Stored data
------------------------------

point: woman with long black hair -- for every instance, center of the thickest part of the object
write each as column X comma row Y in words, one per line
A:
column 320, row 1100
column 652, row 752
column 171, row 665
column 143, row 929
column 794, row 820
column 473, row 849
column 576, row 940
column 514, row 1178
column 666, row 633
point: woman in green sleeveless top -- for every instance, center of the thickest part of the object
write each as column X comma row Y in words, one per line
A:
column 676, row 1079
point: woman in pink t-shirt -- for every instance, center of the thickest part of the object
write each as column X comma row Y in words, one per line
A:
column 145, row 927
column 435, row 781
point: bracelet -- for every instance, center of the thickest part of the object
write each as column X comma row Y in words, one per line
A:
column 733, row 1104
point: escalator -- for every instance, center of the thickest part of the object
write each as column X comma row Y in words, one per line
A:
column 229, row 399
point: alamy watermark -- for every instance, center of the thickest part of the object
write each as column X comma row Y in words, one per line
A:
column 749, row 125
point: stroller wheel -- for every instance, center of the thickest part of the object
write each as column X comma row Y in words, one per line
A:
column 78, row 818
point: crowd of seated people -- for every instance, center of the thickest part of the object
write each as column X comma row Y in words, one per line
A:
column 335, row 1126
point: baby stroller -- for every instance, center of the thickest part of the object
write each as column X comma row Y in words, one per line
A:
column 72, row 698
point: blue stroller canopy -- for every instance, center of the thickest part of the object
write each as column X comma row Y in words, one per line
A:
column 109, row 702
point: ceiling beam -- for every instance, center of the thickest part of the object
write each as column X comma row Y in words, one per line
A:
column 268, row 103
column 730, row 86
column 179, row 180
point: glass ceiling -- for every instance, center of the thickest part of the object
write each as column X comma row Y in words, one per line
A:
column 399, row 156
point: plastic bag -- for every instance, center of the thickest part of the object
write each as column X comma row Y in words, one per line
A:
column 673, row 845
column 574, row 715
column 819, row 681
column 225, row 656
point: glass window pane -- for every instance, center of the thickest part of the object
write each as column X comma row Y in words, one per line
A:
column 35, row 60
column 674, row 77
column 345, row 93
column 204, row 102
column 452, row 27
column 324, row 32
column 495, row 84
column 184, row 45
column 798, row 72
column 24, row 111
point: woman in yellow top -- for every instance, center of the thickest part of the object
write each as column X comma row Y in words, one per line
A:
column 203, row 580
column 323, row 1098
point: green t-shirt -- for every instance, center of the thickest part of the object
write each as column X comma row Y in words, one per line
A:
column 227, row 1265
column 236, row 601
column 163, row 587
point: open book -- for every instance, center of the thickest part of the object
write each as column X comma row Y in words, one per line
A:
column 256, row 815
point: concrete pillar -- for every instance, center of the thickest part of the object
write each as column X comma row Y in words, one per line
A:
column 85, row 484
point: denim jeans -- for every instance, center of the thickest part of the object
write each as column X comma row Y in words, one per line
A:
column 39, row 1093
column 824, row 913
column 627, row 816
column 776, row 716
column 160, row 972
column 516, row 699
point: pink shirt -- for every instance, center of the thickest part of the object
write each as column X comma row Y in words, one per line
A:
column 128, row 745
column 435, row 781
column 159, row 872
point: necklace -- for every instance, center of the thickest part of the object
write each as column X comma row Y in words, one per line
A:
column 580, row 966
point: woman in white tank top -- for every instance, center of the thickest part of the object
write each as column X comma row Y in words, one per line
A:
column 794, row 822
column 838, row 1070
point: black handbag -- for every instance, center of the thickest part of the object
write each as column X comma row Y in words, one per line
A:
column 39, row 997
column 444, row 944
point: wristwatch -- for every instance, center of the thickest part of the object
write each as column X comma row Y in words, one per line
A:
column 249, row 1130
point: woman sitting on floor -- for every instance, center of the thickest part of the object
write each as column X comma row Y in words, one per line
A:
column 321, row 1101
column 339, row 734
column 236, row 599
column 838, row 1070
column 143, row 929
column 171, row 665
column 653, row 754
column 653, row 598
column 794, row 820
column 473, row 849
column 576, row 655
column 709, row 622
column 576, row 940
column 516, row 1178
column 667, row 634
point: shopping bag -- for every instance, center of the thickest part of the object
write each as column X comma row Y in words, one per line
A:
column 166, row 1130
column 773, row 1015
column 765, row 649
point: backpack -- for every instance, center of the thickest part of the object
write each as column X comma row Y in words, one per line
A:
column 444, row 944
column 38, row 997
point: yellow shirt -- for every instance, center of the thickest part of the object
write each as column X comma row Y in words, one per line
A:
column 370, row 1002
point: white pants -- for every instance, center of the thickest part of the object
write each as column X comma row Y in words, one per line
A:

------------------------------

▶ _What the task requires_
Give as a numbered list the lines starting with the one that contains "point: bracelet -- for" and going on through the one that contains "column 229, row 399", both included, leaving out any blank lines.

▶ _Result of this exercise_
1. point: bracelet -- for every instance, center of the thickest part of the object
2. write each as column X comma row Y in words, one per line
3. A:
4. column 733, row 1104
5. point: escalator -- for every instance, center of the thickest part of the object
6. write each as column X comma row Y in words, one per line
7. A:
8. column 229, row 399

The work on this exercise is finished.